- **Excerpt to read**
<<<<
A California judge on Thursday reduced a $2 billion jury verdict, slashing the award for a couple who blamed Bayer AG’s glyphosate-based weed killer Roundup for their cancer to $86.7 million.
Superior Court Judge Winifred Smith of the California Superior Court in Oakland said the jury’s billion-dollar punitive damages awards were excessive & unconstitutional, but rejected Bayer’s request to strike the punitive award outright.
Under Smith’s final order, California couple Alva & Alberta Pilliod would receive roughly $17 million in compensatory & $69 million in punitive damages, down from $55 million & $2 billion, respectively.
The plaintiffs still have to formally accept the reduced award.
Bayer in a statement on Thursday said Smith’s decision to slash the award was a step in the right direction, but added it would file an appeal.
“We continue to believe that the verdict & damage awards are not supported by the evidence at trial & conflict with the extensive body of reliable science & conclusions of leading health regulators worldwide that confirms glyphosate-based herbicides can be used safely & that glyphosate is not carcinogenic,” the company said.
Bayer faces Roundup cancer lawsuits by more than 13,400 plaintiffs across the United States. The Germany-based company bought Roundup maker Monsanto in a $63 billion deal last year, but has since seen its share price tumble over the glyphosate litigation.
>>>>
- **Parts of the exercise**
#1 In the article on the Roundup verdict, what amount of punitive damages does the judge's final order give the Pilliods?
#2 Extend the article about the reduced Roundup verdict, starting after its last sentence.

- **Extracted records**
<<<<
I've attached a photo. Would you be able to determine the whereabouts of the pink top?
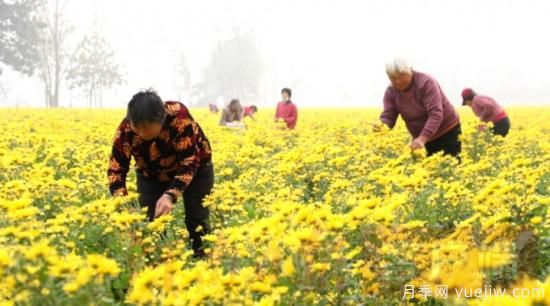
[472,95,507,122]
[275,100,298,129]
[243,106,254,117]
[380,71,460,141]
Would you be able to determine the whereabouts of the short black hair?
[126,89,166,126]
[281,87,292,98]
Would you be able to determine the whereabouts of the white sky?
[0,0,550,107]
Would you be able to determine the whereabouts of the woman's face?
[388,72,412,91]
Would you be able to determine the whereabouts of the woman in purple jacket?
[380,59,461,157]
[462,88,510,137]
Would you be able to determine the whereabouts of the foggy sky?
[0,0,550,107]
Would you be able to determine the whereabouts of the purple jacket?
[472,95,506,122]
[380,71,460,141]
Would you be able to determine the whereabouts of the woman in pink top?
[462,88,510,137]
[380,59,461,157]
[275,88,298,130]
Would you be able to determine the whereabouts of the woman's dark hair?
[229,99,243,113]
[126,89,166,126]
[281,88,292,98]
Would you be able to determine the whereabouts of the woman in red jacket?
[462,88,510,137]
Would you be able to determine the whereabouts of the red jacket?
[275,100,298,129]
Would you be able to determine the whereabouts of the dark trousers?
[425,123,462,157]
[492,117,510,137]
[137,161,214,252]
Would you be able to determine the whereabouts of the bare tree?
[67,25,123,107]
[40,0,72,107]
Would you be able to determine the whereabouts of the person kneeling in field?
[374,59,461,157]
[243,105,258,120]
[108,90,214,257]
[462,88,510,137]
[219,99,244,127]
>>>>
<<<<
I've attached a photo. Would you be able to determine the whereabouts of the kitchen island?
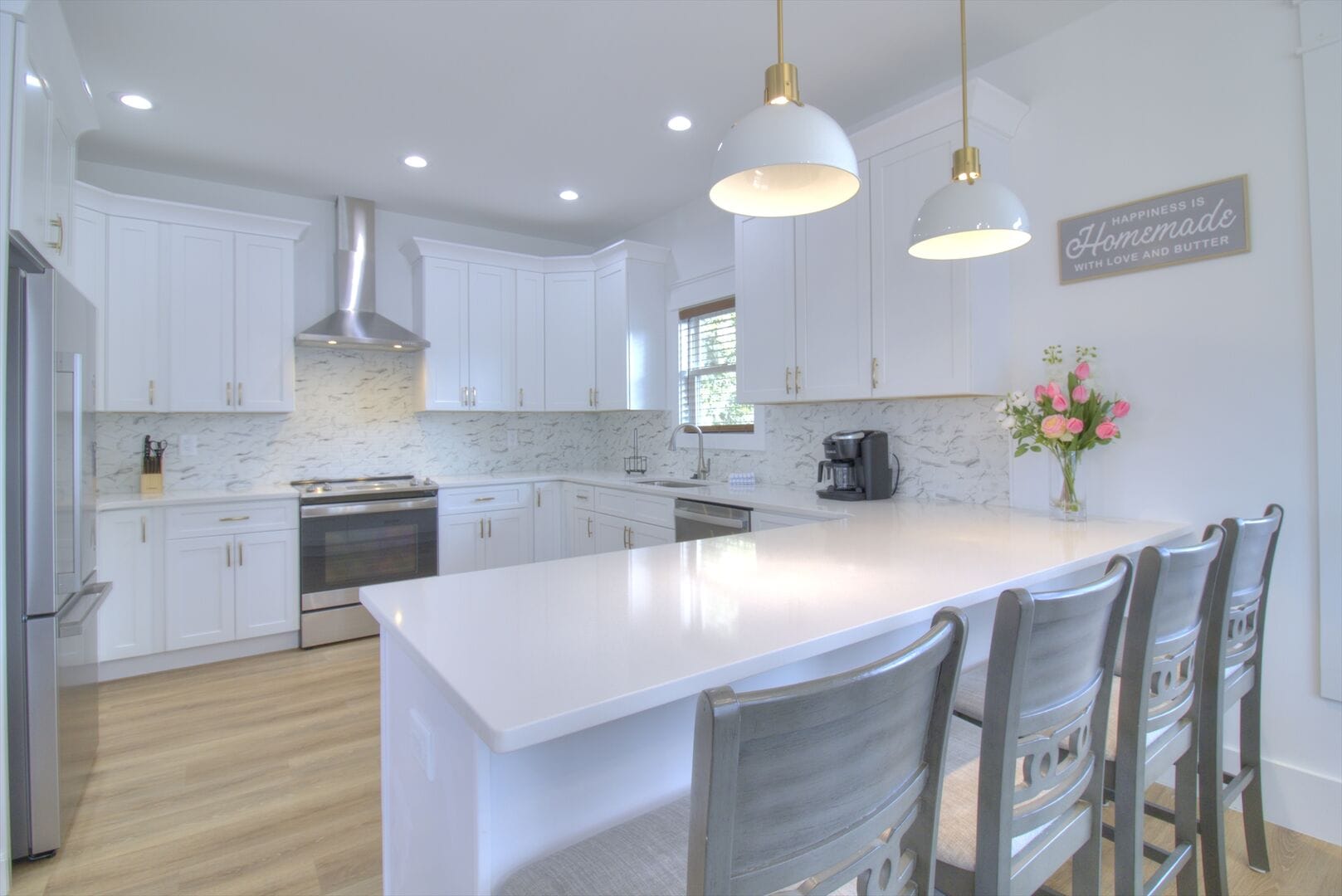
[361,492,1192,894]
>>>>
<<<<
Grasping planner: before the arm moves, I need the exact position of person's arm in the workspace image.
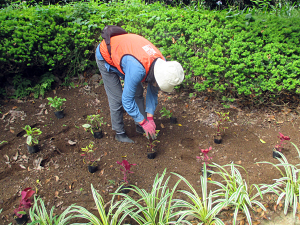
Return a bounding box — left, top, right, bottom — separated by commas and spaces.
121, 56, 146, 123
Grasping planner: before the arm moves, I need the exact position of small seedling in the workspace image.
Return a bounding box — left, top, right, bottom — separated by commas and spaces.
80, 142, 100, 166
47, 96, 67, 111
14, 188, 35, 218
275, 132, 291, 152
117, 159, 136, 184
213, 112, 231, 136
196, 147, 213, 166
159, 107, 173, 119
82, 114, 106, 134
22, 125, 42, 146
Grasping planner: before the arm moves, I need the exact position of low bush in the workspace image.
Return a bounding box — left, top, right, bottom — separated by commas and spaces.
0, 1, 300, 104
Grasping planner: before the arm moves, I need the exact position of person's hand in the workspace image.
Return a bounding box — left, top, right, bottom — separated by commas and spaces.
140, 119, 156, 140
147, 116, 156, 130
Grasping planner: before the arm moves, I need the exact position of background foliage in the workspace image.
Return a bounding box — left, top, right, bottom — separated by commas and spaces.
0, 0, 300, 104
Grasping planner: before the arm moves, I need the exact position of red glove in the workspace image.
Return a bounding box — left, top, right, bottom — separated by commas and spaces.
>>>>
- **Responses to the exercise**
#1 About $69 million.

#2
Plaintiffs allege Roundup causes non-Hodgkin’s lymphoma & that Monsanto for decades tried to influence scientists & regulators to bury cancer evidence. Bayer denies those allegations.
The company had asked Smith to strike the punitive damages award in the Pilliods’ case, arguing that hundreds of studies & assessments by regulators worldwide concluded the herbicide to be safe for human use.
But the judge in her Thursday order rejected those arguments.
“In this case there was clear & convincing evidence that Monsanto made efforts to impede, discourage, or distort scientific inquiry & the resulting science,” Smith said.
Bayer to date has lost three US jury trials in the Roundup litigation, with juries in California awarding multi-million dollar awards. It is appealing the decisions.
In August, the company is scheduled to face its first trial outside California at a courthouse in St. Louis, Missouri. Monsanto has recruited Missouri-based expert witnesses to make its case in a place where it has century-old roots but where juries often hit companies with huge damages.